Rewrite each of the entries below, swapping "Place a dot" for "Put a point" and keeping everything else the same.

— BEGIN —

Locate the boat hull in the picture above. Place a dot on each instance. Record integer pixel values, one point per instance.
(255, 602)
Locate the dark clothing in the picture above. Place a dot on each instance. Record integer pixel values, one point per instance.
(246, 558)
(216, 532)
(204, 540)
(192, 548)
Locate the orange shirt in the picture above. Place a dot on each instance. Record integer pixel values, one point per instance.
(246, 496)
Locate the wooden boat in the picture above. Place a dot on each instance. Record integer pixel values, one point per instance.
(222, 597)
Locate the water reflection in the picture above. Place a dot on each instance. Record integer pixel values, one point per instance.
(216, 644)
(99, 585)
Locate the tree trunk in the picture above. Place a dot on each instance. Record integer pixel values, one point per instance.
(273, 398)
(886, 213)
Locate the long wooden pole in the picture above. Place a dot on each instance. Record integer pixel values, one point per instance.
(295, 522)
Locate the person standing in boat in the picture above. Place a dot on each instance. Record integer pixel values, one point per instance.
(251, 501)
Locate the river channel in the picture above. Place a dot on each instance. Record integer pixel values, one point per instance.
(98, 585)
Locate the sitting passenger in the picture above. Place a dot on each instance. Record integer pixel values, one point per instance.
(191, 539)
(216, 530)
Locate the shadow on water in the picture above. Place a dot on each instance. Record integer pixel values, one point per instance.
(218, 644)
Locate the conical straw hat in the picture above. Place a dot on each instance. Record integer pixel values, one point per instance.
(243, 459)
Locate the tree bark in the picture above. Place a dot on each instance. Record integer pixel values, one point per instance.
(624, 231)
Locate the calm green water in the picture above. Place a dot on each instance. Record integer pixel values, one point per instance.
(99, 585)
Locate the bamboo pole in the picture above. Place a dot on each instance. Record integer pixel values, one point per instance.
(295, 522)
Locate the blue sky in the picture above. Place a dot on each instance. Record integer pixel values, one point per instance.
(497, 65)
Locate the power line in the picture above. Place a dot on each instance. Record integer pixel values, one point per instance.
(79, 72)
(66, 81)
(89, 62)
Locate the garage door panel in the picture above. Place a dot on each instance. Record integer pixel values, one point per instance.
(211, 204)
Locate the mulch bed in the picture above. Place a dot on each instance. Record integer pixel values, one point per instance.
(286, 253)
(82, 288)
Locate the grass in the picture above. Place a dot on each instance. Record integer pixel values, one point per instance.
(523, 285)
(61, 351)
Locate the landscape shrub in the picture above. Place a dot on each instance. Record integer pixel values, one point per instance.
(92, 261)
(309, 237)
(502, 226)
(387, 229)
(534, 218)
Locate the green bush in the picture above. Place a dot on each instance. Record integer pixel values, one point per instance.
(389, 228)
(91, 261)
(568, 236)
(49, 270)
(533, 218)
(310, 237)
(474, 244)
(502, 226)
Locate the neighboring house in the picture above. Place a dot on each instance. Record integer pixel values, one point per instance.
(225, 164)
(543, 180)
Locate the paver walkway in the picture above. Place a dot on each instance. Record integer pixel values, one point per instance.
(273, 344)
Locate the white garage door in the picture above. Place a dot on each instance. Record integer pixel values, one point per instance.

— END —

Exercise output>
Locate the boat hull in the picture above. Put a point on each instance. Record integer pixel values, one point per instance.
(255, 602)
Locate the dark clothing in the picture above. Put a point on each instance. Record integer pixel values, one point per instance.
(246, 558)
(216, 532)
(204, 540)
(192, 548)
Locate the orange shirt in the picture above. Put a point on each instance. Record integer pixel values, one point per instance.
(246, 496)
Locate the wooden boat in the picture above. Put a point on each instance. Record integer pixel values, one point per instance.
(222, 597)
Locate the water reflection in the picture above. Put a point on each instance. Record integer pixel values, one point per instance.
(216, 644)
(99, 585)
Locate the tree trunk in the picture above. Put a point on each instance. Record integer pixel values, one point per instance.
(273, 398)
(886, 213)
Locate the long wooden pole in the picture above. Put a point on each instance. Record integer pixel values, one point per instance.
(295, 522)
Locate the person standing in boat in the picture above. Put a point on each instance. Record integer pixel values, one point per instance.
(251, 501)
Locate the river channel in the picture above. Put a point on each instance. Record integer pixel values, one point per instance.
(98, 585)
Locate the sitting passenger in the picture above. Put a point on each instance. Record integer pixel values, one point per instance.
(191, 539)
(216, 530)
Locate the shadow on water in the picture above. Put a point on each instance. Record integer pixel values, one point per instance.
(218, 644)
Locate the conical straw hat in the picture above. Put a point on each instance. Record integer pixel values, one point per instance.
(243, 459)
Locate the tree bark in the picture above. Put a point on each instance. Record integer pixel values, one point per instance.
(624, 231)
Locate the calm green water in the picture above. Put a point on each instance. Record integer pixel values, one point per instance.
(99, 585)
Locate the bamboo pole in the picture above. Put a point on each instance. Record integer pixel values, one point per instance.
(295, 522)
Locate the blue sky in the picture above. Put a point on each instance. Record integer pixel values, one point per instance.
(497, 65)
Locate the power line in the picture above. Put a point on each instance. Record integer pixel values, one point per instance.
(79, 72)
(66, 81)
(89, 62)
Locate the garage door panel in the picture above. Put a point on each instance. Record integer pixel values, one point per instance.
(211, 204)
Locate the mulch bed in the picture above. Put a point on each instance. Record integer pixel values, one point per instance.
(286, 253)
(82, 288)
Locate the grass in the picture above. Put a point on each instance. Record integer pixel values, one point per instance.
(523, 285)
(61, 351)
Locate the landscape shrub in the picture above. Put a point on each instance. Record integer pixel values, one point per instance.
(92, 261)
(309, 237)
(502, 226)
(387, 229)
(534, 218)
Locate the green bush in the picture above. Put a point on each instance. Record integer pixel values, one point per instance.
(389, 228)
(91, 261)
(568, 236)
(49, 270)
(533, 218)
(310, 237)
(474, 244)
(502, 226)
Locate the neighboring house in the picture above. Put a point on each instance. Record integer pixel values, one point per instance.
(225, 164)
(543, 180)
Locate the paver walkway in the picture above. Put a point on each instance. Record integer pixel values, one point per instance.
(273, 344)
Locate the white garage door in the picture above. Put a point on each instance. Record integer pixel values, one point per instance.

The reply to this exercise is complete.